**WORK REQUEST:** Nothing but the images is to be left out of your exact copy of the entries.

(Photo-based referring expression data)
________________

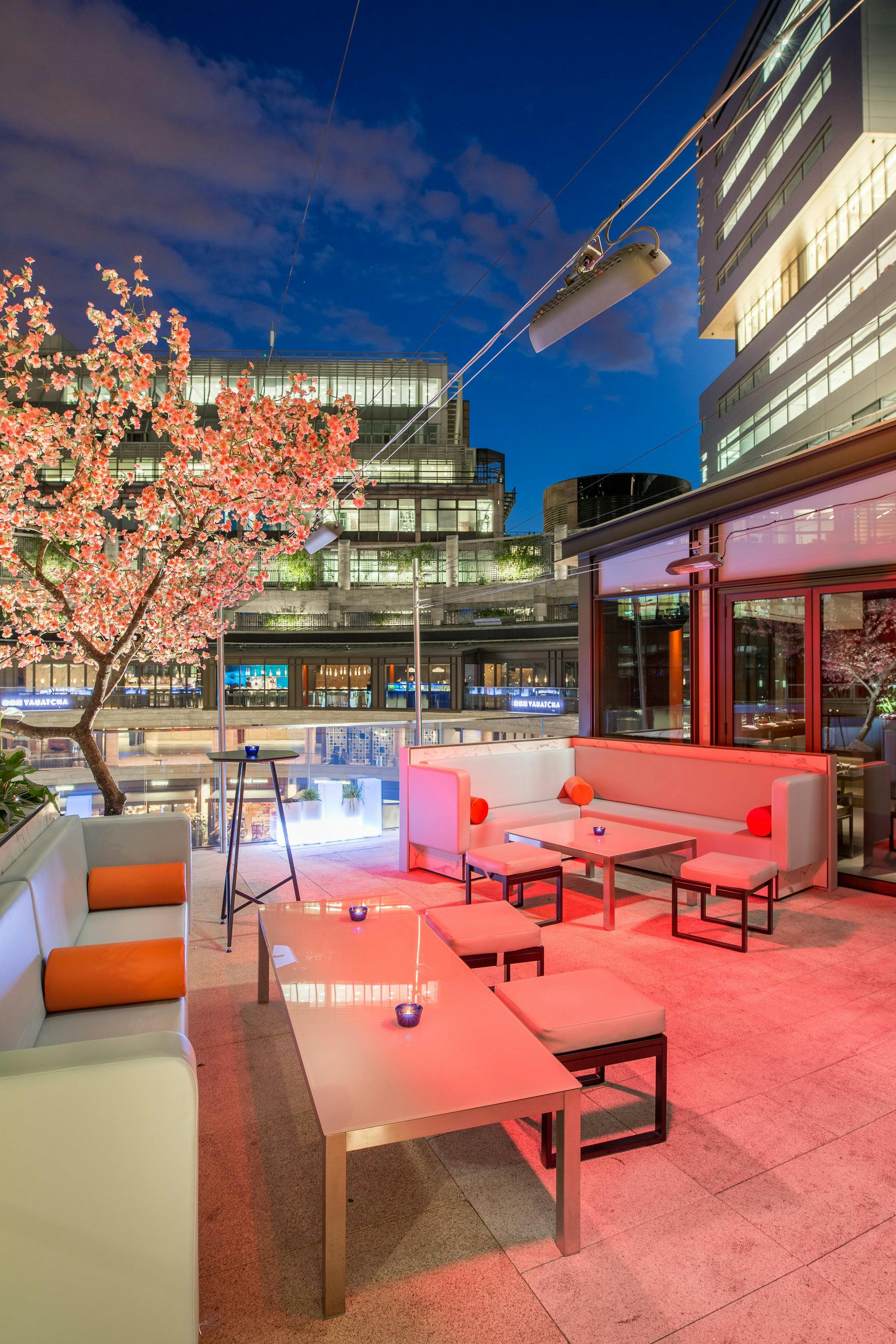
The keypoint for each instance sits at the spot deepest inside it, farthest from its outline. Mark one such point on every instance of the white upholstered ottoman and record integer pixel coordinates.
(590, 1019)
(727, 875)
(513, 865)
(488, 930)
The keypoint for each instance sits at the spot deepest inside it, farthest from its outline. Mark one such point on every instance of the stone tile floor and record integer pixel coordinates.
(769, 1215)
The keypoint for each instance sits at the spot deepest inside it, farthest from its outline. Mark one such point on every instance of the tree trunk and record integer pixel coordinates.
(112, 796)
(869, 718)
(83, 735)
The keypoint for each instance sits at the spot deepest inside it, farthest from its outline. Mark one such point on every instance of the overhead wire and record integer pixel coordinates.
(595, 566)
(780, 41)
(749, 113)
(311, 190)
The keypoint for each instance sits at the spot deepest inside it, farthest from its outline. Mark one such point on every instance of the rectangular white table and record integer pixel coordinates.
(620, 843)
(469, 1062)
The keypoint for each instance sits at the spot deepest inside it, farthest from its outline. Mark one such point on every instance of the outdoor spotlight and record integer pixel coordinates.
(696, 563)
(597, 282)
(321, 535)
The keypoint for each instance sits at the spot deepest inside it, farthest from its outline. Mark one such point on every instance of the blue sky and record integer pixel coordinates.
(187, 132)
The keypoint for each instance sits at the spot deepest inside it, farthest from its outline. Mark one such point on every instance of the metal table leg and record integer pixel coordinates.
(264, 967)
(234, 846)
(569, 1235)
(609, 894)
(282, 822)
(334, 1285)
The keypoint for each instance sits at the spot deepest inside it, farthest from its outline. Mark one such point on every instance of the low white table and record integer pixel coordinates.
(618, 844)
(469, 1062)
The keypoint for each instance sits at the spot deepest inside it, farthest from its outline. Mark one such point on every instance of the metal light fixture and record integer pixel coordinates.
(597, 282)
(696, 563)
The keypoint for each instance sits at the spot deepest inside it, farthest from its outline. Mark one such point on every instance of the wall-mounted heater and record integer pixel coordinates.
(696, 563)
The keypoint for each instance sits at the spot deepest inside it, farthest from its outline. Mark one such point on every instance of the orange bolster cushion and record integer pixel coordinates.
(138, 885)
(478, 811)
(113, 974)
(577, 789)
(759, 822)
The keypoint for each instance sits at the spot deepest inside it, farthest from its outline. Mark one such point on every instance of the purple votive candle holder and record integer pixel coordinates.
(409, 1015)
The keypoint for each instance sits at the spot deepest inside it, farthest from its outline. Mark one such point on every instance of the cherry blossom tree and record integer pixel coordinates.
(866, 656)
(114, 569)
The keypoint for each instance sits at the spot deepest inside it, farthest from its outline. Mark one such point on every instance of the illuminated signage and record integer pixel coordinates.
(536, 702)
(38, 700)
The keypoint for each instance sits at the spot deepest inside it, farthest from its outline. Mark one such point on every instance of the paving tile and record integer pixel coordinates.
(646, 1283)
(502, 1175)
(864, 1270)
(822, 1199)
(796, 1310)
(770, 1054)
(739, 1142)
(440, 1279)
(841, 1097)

________________

**ANSWER BELOW:**
The keypoint for each instance sits at the spot deepest inside it, farthest from its outline. Mark one such point on every instance of the white upholstered ottoman and record integer pixel coordinates.
(590, 1019)
(727, 875)
(513, 865)
(488, 930)
The keypoint for each instance sits at the spot deepest inside it, farthest from its outline. Mark one such point on every instance of the stone tile floor and record integer pixel coordinates.
(769, 1215)
The keypoint for each instance sits at the spot deepest inside it, farthest from its outline. Mark one such point on every instance of the tree trunk and record integer pixel coordinates.
(112, 796)
(869, 718)
(83, 735)
The keypoint for each instance sits at the spot deepest inside it, farthest from its outline. Mark one such point on every instance of the overhead wire and record integer pixel coordinates.
(595, 566)
(780, 41)
(749, 113)
(311, 190)
The keypoint for each instance sits at the spot deepest inside it, farthest from its outline. Mark one such point on every instance of the rectangular white table and record integer pixel coordinates.
(620, 843)
(469, 1062)
The keypoint for each instance sits at the spot deepest inside it, farthest from its outline. Mark one such point on every instance of the outdoor spotlight and record integer pixel coordinates.
(696, 563)
(597, 282)
(321, 535)
The keypoint for each instance sits at the spot deepest inside it, farthest from its outline. Mark one such point on every instance of the blue sky and record integer pixel coordinates.
(187, 132)
The keypoint for each instance sits at the spot deepest inside it, farthest from its outline. Mark one such point on every instance of the metal table leg and record integer pixel coordinates.
(264, 967)
(234, 846)
(569, 1235)
(609, 894)
(282, 822)
(334, 1285)
The keypoint for each instance sits at the spot deepest inside it, farthest from its outline. Mark one such point on every instance of the low white table and record integer pixel coordinates.
(618, 844)
(469, 1062)
The keypoint for each instance sits at the spot deepest inside it, farthest from its outline. Mark one such point on every instance of the metal light fixture and record integer pixel coordinates.
(597, 282)
(696, 563)
The keypoint for each instance sits at the spot deepest inside it, farthest from its outline. Mark one such point on every instance of the wall-mounted heater and record integer pixel coordinates.
(696, 563)
The keypoint for each instance sits at the spot deepest inside it, farthest from its outline. Mark one such point on every instance of the orange bolster cushion and record integer pixel coordinates.
(138, 885)
(478, 811)
(113, 974)
(577, 789)
(759, 822)
The keypoint for each instance sits at the spot deepest inside it, farthest from its outline. Mark one such point on every instance of the purple votive candle holder and record integer pixel coordinates.
(409, 1015)
The keypoint for each instance sits at the spot deepest inside it, farthest from its outline. Mark one such point on every instance of the cherry blossom tree and record integer pixel coordinates.
(866, 656)
(114, 569)
The keypoint for each instance sits at the spot deepest inside it, farthest from its outline. Mark one such point on every instance of the illuminated signage and record integer pixel coordinates.
(536, 702)
(38, 700)
The keypoint for each instance sits at the spot deepest inside it, farthest from its outline. Mark one such point on every instance of the paving tile and record integer pixel coordinates.
(646, 1283)
(502, 1175)
(864, 1270)
(822, 1199)
(796, 1310)
(770, 1054)
(739, 1142)
(440, 1279)
(841, 1097)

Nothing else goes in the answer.